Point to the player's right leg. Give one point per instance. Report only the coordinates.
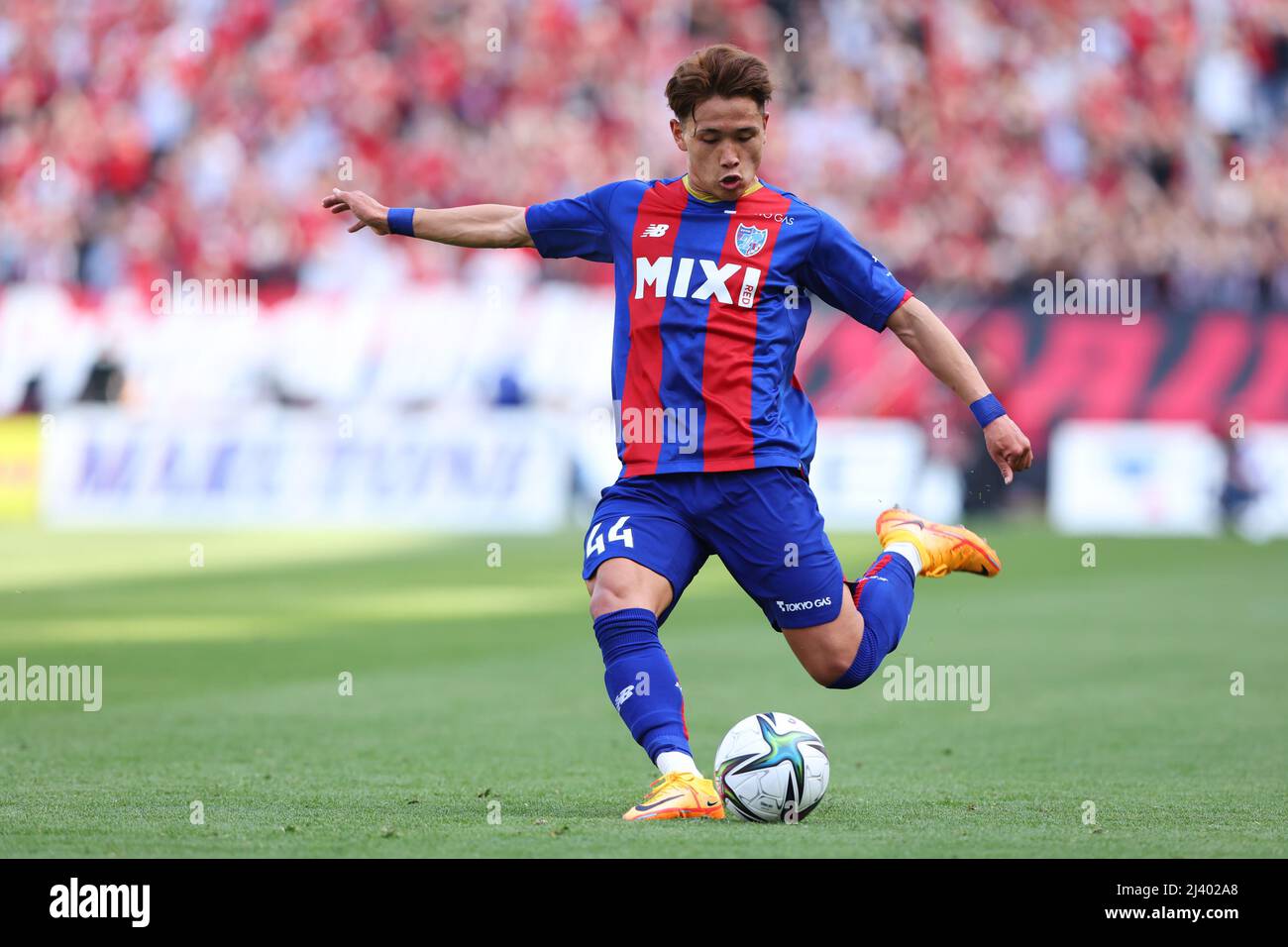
(639, 560)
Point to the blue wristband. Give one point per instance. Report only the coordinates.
(400, 221)
(987, 410)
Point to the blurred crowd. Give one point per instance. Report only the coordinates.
(973, 145)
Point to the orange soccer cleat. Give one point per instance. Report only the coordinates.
(679, 795)
(943, 548)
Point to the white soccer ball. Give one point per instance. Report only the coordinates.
(772, 768)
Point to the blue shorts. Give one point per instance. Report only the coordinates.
(763, 523)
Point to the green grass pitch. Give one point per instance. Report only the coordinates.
(480, 688)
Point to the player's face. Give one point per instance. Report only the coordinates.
(724, 141)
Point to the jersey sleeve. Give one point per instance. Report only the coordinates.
(574, 226)
(844, 274)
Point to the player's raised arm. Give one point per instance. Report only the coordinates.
(478, 226)
(927, 338)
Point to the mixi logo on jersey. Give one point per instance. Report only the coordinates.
(715, 279)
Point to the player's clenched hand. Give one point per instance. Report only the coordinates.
(370, 211)
(1008, 446)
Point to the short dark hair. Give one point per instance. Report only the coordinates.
:::::
**GIVEN INSTRUCTION**:
Every entry must be written out exactly, with all pictures left out.

**CORRECT RESULT**:
Point to the player's right leg. Give one point per instance. Report only the coordinates.
(639, 560)
Point to the blue wristband. Give one point per instance. Report only the coordinates.
(400, 221)
(987, 410)
Point to the blurred crowd. Give one point per instance. Report only the coordinates.
(973, 145)
Point to the orange soccer cleat. Give one point per instance. Report only the coordinates.
(679, 795)
(943, 548)
Point to the white soccer ball. Give one point per instance. Report only the coordinates.
(772, 768)
Point to the blue shorts. Give one point per instance. Report only the coordinates.
(763, 523)
Point to the green grass pitch. Give one point per instance. Report only the coordinates.
(480, 688)
Point to the player's face. Give one point per instance. Report only the coordinates.
(724, 141)
Point to the jersey sleeve. Give one point per instance. Report only the coordinates.
(574, 226)
(844, 274)
Point to the player's raised arm. Give one point per instance. Report only the coordinates.
(478, 226)
(927, 338)
Point to the mixi logo on jersey. Give one point per instance. Report only the coordinates.
(715, 279)
Point to the player's clenched hand. Give one point per instance. Report only the coordinates.
(370, 211)
(1008, 446)
Point to the short dark hair. Give one point per instance. Report only the coordinates.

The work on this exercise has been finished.